### TASK DESCRIPTION
Copy every line of the material below word for word.

### RECORDS FOR THE TASK
####################

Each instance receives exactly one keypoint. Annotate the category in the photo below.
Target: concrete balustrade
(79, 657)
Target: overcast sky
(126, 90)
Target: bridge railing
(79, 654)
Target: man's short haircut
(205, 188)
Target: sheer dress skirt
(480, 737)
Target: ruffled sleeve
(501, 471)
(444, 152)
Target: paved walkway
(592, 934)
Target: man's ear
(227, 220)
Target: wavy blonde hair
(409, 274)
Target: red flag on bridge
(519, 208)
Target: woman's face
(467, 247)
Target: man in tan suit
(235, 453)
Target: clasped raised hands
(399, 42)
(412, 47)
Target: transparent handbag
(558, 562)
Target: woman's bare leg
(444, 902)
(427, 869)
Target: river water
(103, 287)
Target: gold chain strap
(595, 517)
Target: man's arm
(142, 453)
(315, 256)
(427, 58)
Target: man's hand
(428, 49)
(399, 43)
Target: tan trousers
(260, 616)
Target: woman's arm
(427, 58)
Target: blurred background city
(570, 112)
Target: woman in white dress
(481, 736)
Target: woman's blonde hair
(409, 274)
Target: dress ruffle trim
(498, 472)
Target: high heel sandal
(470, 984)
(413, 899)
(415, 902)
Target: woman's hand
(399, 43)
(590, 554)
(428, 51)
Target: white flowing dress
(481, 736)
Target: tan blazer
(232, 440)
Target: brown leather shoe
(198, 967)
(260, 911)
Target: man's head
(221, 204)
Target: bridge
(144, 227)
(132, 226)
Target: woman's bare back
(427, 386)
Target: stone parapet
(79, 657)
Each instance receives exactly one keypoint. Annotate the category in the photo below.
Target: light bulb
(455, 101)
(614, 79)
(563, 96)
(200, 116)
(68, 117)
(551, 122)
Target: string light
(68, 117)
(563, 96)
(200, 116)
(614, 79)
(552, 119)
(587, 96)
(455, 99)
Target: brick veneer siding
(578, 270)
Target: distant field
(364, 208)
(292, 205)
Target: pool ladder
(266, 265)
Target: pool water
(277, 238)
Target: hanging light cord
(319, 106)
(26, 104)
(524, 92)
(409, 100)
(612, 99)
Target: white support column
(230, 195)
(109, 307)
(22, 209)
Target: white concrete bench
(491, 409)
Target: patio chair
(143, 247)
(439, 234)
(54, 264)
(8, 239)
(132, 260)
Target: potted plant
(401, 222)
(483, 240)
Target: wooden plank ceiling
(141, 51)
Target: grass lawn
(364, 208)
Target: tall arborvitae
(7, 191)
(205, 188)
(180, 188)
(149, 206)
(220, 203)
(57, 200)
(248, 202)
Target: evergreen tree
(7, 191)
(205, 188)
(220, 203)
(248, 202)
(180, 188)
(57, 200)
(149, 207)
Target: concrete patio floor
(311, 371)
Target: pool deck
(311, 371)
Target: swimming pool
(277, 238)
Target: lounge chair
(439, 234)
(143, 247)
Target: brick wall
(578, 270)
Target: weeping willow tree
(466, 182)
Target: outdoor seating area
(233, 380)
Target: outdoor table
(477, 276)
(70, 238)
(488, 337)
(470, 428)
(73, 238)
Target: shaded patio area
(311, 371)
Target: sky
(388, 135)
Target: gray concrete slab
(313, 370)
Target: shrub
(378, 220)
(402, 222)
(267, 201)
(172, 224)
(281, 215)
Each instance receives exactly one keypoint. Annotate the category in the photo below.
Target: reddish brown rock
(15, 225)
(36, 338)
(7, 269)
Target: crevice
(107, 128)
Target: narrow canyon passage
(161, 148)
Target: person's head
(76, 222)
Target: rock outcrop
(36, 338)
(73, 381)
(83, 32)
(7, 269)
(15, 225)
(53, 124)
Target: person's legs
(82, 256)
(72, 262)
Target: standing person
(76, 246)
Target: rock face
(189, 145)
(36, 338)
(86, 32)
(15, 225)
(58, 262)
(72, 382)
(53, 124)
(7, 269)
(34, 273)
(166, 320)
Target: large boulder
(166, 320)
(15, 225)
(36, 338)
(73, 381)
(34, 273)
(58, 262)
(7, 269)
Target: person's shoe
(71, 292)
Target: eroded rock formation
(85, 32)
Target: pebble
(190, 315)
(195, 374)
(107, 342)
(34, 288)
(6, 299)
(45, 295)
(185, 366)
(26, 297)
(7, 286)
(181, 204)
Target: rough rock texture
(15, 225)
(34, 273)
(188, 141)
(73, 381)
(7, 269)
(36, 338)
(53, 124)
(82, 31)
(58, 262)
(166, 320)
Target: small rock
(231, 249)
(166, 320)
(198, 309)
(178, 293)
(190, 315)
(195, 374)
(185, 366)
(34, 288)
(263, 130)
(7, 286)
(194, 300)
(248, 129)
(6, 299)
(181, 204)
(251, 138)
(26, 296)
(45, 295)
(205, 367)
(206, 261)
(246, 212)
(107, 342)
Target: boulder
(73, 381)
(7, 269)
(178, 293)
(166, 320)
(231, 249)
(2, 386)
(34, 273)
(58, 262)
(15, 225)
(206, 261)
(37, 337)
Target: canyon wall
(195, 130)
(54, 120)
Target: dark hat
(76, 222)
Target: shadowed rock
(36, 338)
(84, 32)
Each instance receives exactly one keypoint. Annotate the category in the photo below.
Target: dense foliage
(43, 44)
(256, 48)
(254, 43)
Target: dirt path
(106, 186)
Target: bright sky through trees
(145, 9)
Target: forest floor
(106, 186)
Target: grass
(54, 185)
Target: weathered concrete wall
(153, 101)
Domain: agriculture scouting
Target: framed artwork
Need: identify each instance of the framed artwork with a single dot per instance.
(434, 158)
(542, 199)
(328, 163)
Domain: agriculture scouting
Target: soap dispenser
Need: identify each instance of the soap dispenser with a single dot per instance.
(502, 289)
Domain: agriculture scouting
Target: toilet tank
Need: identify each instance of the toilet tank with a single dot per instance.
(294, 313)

####################

### ANSWER TO THIS PROBLEM
Each instance receives exactly one keypoint. Annotate the category in the photo below.
Target: concrete balustrade
(79, 657)
Target: overcast sky
(126, 90)
Target: bridge railing
(79, 654)
Target: man's short haircut
(205, 188)
Target: sheer dress skirt
(480, 737)
Target: ruffled sleeve
(501, 471)
(444, 152)
Target: paved walkway
(592, 934)
Target: man's ear
(227, 220)
Target: wavy blonde hair
(409, 274)
Target: red flag on bridge
(519, 208)
Target: woman's face
(467, 247)
Target: man in tan suit
(235, 453)
Target: clasped raised hands
(399, 42)
(412, 47)
Target: transparent handbag
(558, 562)
Target: woman's bare leg
(444, 902)
(427, 869)
Target: river water
(103, 287)
Target: gold chain strap
(595, 517)
Target: man's arm
(142, 453)
(315, 256)
(427, 58)
Target: man's hand
(428, 49)
(399, 43)
Target: tan trousers
(260, 616)
Target: woman's arm
(427, 58)
Target: blurred background city
(570, 112)
Target: woman in white dress
(481, 736)
Target: woman's blonde hair
(409, 274)
Target: dress ruffle trim
(498, 472)
Target: high heel sandal
(470, 984)
(413, 899)
(415, 902)
Target: woman's hand
(399, 43)
(590, 554)
(428, 51)
Target: white flowing dress
(481, 736)
Target: tan blazer
(232, 440)
Target: brown leather shoe
(198, 967)
(260, 911)
Target: man's head
(221, 204)
Target: bridge
(144, 227)
(132, 226)
Target: woman's bare back
(427, 386)
Target: stone parapet
(79, 657)
Each instance receives exactly one keypoint. Annotate the category in the photo below.
Target: light bulb
(455, 101)
(614, 79)
(563, 96)
(200, 116)
(68, 117)
(551, 122)
Target: string light
(68, 117)
(563, 96)
(200, 116)
(614, 79)
(552, 119)
(587, 96)
(455, 99)
Target: brick veneer siding
(578, 270)
Target: distant field
(364, 208)
(292, 205)
Target: pool ladder
(266, 265)
Target: pool water
(277, 238)
Target: hanging light cord
(319, 106)
(26, 104)
(524, 92)
(409, 100)
(612, 99)
Target: white support column
(230, 195)
(109, 307)
(22, 209)
Target: white concrete bench
(491, 409)
Target: patio chair
(143, 247)
(439, 234)
(54, 264)
(8, 239)
(132, 260)
Target: potted plant
(401, 222)
(483, 240)
Target: wooden plank ceiling
(141, 51)
Target: grass lawn
(364, 208)
Target: tall arborvitae
(7, 191)
(205, 188)
(180, 188)
(149, 206)
(220, 203)
(57, 200)
(248, 202)
Target: evergreen tree
(7, 191)
(205, 188)
(220, 203)
(248, 202)
(180, 188)
(57, 200)
(149, 207)
Target: concrete patio floor
(311, 371)
Target: pool deck
(311, 371)
Target: swimming pool
(277, 238)
Target: lounge chair
(439, 234)
(143, 247)
Target: brick wall
(578, 270)
Target: weeping willow tree
(466, 182)
Target: outdoor seating area
(233, 380)
Target: outdoor table
(477, 276)
(70, 238)
(488, 337)
(470, 428)
(73, 238)
Target: shaded patio area
(311, 371)
Target: sky
(388, 135)
Target: gray concrete slab
(313, 370)
Target: shrub
(378, 220)
(402, 222)
(267, 201)
(172, 224)
(281, 215)
Each instance receives exactly one keypoint. Annotate the category in the photo below.
Target: reddish brown rock
(15, 225)
(36, 338)
(7, 269)
Target: crevice
(107, 128)
Target: narrow canyon passage
(161, 148)
Target: person's head
(76, 222)
Target: rock outcrop
(36, 338)
(73, 381)
(83, 32)
(7, 269)
(15, 225)
(53, 124)
Target: person's legs
(82, 256)
(72, 262)
Target: standing person
(76, 246)
Target: rock face
(189, 145)
(36, 338)
(86, 32)
(15, 225)
(58, 262)
(72, 382)
(53, 124)
(7, 269)
(34, 273)
(166, 320)
Target: large boulder
(166, 320)
(15, 225)
(36, 338)
(73, 381)
(34, 273)
(58, 262)
(7, 269)
Target: person's shoe
(71, 292)
Target: eroded rock formation
(85, 32)
Target: pebble
(190, 315)
(195, 374)
(107, 342)
(34, 288)
(6, 299)
(45, 295)
(185, 366)
(26, 297)
(7, 286)
(181, 204)
Target: rough rock texture
(15, 225)
(34, 273)
(188, 141)
(73, 381)
(7, 269)
(36, 338)
(53, 124)
(82, 31)
(58, 262)
(166, 320)
Target: small rock
(231, 249)
(166, 320)
(198, 309)
(178, 293)
(190, 315)
(195, 374)
(185, 366)
(34, 288)
(263, 130)
(7, 286)
(194, 300)
(248, 129)
(6, 299)
(181, 204)
(251, 138)
(26, 296)
(45, 295)
(205, 367)
(206, 261)
(246, 212)
(107, 342)
Target: boulder
(73, 381)
(7, 269)
(178, 293)
(166, 320)
(231, 249)
(2, 386)
(34, 273)
(58, 262)
(15, 225)
(206, 261)
(37, 337)
Target: canyon wall
(195, 130)
(54, 120)
Target: dark hat
(76, 222)
Target: shadowed rock
(36, 338)
(84, 32)
Each instance receives exactly one keypoint. Annotate the category in the photo below.
Target: dense foliage
(43, 44)
(256, 48)
(254, 43)
Target: dirt path
(106, 186)
Target: bright sky through trees
(145, 9)
Target: forest floor
(106, 186)
Target: grass
(54, 185)
Target: weathered concrete wall
(153, 101)
Domain: agriculture scouting
Target: framed artwork
Need: identify each instance of the framed artwork with a single dot per instance.
(434, 158)
(542, 199)
(328, 163)
Domain: agriculture scouting
Target: soap dispenser
Need: identify each instance of the soap dispenser with a single dot per instance.
(502, 289)
Domain: agriculture scouting
Target: toilet tank
Need: identify each instance of the toilet tank with a single dot per instance.
(294, 313)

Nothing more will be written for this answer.